◆ **RECORDS**:
__________________________________________________
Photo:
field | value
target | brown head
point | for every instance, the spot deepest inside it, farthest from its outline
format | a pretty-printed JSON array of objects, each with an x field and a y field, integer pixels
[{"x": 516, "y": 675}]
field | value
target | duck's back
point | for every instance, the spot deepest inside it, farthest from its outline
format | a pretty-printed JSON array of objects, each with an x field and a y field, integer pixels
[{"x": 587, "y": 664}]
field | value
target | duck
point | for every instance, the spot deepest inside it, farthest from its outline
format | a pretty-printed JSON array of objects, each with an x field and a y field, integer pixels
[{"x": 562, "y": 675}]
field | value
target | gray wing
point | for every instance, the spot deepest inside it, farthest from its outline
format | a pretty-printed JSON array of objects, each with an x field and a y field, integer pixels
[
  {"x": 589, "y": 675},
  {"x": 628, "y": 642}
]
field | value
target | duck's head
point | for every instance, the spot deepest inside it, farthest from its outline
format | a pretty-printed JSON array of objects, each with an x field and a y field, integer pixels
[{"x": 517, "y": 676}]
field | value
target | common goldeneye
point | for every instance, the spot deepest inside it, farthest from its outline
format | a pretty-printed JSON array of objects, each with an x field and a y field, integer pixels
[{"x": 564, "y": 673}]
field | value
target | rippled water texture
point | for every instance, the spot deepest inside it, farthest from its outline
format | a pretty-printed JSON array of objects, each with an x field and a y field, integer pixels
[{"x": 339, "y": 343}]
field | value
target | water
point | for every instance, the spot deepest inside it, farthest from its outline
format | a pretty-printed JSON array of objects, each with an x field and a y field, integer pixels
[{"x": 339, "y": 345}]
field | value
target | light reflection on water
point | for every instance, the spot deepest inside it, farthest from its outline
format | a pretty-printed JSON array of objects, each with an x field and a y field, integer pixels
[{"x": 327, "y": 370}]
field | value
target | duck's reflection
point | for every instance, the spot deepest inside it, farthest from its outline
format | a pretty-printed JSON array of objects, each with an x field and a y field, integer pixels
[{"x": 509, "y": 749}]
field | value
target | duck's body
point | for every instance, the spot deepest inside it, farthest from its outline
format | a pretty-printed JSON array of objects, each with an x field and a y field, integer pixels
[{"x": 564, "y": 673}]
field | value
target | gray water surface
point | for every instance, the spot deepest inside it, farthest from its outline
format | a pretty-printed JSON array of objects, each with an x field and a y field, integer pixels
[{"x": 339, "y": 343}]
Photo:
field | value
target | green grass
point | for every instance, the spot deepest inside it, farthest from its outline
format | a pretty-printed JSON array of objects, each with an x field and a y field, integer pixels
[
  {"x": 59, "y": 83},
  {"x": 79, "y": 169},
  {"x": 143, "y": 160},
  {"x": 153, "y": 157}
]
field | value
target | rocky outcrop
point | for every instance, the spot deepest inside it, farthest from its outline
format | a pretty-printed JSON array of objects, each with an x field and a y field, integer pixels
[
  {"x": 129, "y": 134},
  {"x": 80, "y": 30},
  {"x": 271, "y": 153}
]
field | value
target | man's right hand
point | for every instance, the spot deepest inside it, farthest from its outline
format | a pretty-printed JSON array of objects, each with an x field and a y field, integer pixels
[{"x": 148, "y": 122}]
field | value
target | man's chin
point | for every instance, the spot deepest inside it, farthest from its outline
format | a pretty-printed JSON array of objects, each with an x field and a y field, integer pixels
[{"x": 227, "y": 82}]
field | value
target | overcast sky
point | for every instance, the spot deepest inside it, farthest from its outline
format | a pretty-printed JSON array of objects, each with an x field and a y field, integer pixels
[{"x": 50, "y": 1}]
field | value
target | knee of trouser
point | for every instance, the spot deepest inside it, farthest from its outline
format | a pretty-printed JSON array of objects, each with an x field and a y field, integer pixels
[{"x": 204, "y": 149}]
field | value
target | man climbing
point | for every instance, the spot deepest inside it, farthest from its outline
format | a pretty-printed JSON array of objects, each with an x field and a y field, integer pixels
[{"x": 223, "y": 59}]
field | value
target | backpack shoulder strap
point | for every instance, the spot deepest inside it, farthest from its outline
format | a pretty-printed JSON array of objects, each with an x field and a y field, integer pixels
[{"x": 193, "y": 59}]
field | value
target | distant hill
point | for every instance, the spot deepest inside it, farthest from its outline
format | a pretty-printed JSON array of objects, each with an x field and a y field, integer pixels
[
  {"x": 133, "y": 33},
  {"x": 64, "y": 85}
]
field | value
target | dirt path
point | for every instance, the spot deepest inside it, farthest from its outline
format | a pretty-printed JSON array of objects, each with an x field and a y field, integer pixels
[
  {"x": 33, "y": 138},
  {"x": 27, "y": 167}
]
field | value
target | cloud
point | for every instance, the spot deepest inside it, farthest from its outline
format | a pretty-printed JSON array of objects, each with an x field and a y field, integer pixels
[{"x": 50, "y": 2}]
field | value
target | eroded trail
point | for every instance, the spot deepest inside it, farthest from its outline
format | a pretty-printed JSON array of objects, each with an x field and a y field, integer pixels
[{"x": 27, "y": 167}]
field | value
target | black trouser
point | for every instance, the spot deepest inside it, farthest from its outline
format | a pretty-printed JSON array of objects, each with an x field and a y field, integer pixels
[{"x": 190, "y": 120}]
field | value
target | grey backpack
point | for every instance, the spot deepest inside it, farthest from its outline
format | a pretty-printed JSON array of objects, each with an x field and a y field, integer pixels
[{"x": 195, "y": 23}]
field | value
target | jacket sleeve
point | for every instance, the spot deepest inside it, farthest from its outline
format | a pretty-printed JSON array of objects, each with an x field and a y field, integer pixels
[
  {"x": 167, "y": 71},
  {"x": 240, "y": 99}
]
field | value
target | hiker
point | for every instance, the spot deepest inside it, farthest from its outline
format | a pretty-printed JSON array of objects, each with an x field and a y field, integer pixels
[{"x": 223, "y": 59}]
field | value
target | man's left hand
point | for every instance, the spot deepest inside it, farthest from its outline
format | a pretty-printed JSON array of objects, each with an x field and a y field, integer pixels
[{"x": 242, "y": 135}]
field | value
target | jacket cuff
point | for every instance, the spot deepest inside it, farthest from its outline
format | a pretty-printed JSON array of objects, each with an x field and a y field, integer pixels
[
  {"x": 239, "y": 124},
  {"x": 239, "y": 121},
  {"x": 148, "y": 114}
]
__________________________________________________
◆ **AIM OF THE EXERCISE**: Which lines of the records contain the string "backpack"? List each one, copied in full.

◆ **FINISHED EXERCISE**:
target | backpack shoulder strap
target | grey backpack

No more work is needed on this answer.